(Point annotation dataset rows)
* * *
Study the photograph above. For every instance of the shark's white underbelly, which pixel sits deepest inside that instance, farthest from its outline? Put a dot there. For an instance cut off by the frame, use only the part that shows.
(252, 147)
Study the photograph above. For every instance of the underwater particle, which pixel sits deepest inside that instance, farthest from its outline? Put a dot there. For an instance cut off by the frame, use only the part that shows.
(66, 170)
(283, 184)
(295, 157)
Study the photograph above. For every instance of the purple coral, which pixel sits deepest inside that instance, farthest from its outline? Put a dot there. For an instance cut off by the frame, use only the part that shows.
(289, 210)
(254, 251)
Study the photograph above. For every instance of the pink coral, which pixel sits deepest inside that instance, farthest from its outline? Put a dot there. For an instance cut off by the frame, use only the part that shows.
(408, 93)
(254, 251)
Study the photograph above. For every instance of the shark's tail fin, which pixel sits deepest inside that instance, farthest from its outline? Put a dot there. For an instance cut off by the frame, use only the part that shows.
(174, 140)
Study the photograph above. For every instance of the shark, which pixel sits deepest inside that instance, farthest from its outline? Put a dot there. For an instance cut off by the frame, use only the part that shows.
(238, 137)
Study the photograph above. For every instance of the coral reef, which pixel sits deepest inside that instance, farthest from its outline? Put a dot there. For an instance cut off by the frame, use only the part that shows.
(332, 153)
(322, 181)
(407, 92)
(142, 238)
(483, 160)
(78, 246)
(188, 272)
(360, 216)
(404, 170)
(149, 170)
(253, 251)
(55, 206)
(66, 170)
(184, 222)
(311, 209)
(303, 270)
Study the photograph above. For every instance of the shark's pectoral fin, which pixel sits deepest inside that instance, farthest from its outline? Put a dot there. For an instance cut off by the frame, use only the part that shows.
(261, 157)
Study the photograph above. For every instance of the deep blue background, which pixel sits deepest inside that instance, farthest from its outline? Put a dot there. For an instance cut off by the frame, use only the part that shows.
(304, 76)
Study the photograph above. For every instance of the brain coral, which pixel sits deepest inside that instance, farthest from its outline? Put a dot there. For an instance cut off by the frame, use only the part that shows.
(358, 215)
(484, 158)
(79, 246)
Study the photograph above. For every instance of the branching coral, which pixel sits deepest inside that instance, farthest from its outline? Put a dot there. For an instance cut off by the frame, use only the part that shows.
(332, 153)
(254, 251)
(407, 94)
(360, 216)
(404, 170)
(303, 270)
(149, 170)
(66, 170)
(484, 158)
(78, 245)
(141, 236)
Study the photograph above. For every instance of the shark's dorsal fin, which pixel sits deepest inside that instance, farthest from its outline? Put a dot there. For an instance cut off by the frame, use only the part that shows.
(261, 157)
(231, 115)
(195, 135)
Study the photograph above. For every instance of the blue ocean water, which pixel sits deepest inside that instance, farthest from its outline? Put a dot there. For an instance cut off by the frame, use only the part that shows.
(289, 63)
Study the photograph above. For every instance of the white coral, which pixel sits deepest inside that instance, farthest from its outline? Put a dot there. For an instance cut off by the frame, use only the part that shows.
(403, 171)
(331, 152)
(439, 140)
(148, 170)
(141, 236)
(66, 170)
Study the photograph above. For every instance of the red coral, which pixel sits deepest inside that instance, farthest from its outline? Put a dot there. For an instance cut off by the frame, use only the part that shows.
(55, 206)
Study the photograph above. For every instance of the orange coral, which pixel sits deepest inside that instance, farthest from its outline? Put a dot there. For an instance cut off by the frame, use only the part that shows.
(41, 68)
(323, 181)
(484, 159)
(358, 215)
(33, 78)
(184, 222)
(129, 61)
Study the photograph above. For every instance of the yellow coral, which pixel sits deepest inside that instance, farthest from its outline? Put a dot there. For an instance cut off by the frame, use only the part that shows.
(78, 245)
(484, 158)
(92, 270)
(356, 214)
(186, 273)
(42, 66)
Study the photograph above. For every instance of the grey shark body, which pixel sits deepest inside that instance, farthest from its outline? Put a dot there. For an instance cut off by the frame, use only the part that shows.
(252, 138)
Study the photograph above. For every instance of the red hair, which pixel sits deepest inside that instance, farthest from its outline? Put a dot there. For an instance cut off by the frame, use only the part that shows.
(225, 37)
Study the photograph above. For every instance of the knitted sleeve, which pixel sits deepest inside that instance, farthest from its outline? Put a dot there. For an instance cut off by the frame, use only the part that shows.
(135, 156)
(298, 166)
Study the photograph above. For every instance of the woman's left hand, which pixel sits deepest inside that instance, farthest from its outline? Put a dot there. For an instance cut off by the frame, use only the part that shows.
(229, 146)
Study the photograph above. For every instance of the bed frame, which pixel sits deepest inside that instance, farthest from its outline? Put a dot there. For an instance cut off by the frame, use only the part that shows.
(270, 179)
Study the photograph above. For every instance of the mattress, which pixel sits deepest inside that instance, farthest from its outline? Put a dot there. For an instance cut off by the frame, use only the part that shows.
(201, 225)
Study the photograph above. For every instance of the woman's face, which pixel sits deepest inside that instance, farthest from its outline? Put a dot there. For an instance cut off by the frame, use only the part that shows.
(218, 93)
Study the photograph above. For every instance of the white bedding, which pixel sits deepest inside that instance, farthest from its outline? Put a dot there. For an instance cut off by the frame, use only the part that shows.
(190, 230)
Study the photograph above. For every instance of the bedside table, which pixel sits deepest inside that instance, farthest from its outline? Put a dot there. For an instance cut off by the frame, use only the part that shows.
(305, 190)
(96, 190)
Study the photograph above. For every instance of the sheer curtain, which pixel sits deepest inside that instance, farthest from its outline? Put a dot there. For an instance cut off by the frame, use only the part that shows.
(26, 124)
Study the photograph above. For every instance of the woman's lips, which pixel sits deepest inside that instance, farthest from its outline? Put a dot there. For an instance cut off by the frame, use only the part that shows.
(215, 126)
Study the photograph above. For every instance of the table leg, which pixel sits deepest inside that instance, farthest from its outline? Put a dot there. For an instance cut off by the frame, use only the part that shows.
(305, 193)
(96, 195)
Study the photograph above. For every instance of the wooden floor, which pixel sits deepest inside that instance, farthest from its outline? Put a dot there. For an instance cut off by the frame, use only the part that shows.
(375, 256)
* * *
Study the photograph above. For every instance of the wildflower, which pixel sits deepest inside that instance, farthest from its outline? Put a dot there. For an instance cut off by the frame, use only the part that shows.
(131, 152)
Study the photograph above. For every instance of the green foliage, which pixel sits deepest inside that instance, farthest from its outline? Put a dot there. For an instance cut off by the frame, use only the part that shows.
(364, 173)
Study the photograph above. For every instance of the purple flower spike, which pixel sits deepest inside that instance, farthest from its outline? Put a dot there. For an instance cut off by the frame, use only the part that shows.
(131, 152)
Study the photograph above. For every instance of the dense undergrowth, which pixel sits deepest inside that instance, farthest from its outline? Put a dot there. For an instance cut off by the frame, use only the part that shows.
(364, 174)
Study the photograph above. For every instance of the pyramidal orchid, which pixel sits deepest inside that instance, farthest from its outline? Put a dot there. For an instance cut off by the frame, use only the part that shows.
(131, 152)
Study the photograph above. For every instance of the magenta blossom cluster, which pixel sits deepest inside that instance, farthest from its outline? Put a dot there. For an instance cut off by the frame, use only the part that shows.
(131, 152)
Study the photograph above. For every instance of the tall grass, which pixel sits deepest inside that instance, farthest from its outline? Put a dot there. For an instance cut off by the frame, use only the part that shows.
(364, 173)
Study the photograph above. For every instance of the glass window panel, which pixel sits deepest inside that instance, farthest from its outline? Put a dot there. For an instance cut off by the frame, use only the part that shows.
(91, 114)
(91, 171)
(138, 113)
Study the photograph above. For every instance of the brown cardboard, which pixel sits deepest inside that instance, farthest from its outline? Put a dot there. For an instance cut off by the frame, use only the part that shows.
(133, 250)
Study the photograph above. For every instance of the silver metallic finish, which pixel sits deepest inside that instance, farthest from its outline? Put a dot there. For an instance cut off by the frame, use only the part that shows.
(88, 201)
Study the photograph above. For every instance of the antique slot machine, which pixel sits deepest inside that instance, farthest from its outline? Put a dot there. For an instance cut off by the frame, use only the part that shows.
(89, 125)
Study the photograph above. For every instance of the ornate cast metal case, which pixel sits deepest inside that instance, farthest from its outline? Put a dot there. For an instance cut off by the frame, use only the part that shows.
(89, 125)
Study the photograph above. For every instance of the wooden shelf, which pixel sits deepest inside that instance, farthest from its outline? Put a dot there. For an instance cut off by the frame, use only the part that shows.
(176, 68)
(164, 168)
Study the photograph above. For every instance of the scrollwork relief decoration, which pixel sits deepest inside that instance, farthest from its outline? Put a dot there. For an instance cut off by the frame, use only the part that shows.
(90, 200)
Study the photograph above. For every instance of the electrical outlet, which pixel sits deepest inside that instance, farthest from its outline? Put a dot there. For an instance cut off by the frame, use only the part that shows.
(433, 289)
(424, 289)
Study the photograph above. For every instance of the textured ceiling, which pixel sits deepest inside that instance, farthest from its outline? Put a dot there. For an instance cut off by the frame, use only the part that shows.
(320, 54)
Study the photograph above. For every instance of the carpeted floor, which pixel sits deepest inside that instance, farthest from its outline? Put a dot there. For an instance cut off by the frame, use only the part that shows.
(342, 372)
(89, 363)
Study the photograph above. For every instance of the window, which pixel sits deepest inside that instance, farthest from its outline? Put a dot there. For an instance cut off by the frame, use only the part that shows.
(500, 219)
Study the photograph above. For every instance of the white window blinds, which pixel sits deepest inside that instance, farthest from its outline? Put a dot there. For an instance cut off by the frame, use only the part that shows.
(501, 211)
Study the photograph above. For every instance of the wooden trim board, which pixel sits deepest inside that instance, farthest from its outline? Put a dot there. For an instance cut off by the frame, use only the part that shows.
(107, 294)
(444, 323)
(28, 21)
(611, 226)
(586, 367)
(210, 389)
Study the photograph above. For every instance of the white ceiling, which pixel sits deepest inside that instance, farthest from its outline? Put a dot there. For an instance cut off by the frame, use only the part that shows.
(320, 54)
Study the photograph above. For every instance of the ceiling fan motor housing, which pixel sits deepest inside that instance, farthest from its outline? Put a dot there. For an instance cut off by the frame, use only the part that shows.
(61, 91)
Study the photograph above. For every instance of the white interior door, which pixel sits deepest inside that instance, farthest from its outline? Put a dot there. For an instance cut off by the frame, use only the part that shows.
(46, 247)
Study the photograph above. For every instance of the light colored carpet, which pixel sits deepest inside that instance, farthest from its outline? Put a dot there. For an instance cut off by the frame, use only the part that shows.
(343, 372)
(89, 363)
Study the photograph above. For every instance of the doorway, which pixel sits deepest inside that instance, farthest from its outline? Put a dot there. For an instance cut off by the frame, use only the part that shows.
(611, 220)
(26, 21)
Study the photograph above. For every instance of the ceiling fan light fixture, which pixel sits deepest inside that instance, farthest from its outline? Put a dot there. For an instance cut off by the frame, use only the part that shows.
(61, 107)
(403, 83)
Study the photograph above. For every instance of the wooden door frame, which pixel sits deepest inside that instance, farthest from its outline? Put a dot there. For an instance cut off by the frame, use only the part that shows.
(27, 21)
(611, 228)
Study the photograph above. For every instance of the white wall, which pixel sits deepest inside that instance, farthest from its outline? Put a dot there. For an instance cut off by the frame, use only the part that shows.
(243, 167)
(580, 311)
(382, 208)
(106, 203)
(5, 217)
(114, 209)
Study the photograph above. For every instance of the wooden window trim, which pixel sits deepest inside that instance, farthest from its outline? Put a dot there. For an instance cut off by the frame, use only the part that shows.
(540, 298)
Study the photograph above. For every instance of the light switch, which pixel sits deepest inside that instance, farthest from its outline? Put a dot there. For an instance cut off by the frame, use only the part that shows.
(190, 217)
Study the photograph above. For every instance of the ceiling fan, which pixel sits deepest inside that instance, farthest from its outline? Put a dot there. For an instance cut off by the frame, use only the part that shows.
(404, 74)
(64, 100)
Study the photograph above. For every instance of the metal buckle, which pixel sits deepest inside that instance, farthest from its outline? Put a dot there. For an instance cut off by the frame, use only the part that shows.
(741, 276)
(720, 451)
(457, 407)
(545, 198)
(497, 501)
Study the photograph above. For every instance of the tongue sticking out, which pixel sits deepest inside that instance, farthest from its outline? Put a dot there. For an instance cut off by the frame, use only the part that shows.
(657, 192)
* * *
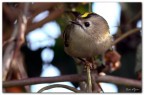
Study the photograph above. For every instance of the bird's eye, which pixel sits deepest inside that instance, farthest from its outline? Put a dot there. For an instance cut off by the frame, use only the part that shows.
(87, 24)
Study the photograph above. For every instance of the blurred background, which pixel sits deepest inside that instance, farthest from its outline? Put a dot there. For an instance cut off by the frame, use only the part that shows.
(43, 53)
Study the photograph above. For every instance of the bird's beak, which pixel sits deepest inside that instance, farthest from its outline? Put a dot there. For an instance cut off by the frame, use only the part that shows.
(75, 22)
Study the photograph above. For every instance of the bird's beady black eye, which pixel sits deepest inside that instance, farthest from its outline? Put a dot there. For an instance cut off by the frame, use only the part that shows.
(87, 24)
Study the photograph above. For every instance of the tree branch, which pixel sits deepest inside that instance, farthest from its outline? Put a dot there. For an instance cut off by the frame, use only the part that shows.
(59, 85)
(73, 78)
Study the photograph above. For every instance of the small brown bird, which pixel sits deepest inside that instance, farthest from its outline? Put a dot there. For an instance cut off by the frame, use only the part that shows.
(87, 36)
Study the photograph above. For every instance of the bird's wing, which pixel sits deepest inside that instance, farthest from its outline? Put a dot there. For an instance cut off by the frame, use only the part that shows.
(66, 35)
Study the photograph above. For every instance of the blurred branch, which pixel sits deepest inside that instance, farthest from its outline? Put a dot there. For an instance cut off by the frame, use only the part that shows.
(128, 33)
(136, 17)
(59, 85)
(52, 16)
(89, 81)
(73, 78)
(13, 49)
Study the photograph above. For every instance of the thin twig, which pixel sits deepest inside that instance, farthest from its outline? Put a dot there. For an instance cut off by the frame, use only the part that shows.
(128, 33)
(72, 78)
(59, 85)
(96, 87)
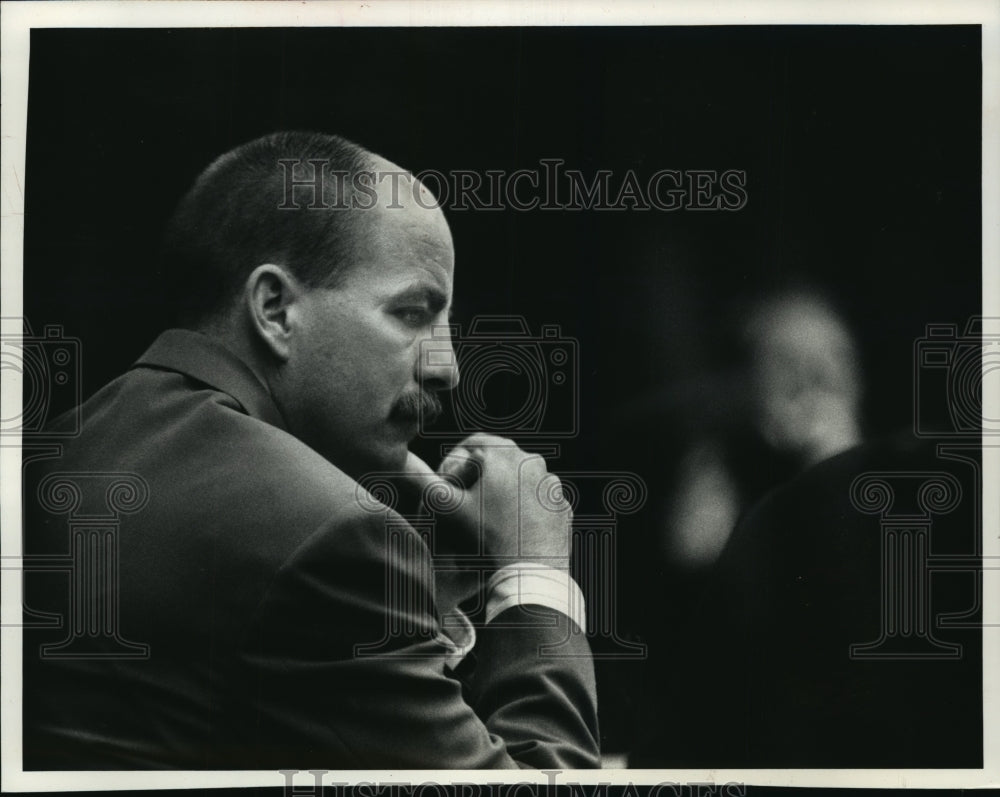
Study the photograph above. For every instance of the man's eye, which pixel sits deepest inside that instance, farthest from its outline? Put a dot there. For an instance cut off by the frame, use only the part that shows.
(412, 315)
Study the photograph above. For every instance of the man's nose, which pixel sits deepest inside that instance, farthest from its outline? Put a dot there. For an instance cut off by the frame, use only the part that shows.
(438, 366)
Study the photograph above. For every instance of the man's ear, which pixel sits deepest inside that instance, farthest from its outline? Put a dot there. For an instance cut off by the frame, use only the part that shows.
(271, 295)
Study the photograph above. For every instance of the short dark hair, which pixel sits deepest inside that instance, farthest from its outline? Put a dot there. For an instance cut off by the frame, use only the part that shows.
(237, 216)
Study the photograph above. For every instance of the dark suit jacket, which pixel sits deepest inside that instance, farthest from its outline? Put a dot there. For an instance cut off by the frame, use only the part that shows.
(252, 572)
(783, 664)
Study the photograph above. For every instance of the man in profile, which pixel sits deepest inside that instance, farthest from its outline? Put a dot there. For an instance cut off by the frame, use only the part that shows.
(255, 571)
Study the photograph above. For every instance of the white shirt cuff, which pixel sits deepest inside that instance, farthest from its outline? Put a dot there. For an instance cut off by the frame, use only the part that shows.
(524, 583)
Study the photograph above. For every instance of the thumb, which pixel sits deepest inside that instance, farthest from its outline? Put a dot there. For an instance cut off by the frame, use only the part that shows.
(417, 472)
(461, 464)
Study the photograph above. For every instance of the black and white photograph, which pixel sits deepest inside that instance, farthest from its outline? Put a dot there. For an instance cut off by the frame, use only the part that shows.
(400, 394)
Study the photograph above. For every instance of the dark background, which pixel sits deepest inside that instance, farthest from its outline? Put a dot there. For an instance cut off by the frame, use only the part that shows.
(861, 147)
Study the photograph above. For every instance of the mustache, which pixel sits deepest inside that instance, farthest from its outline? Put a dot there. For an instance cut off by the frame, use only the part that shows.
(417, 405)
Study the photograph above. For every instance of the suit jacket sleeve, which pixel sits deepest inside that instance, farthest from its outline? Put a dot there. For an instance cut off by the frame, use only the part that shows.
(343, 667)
* * *
Find every line in the rows that contains the string "purple", matching case exactly, and copy each of those lines.

Study the photograph above. For every instance of the purple coral, which pixel sits deepest inside that instance, farthest from its outline? Put a dot there. For an instance cut off by the frame, use only the part that shows.
Study the photograph above. For every instance of the purple flower spike, which pixel sits deepest inside that instance, farthest from its outline? Put a dot there. For an instance cut off by the frame, use only the part that shows.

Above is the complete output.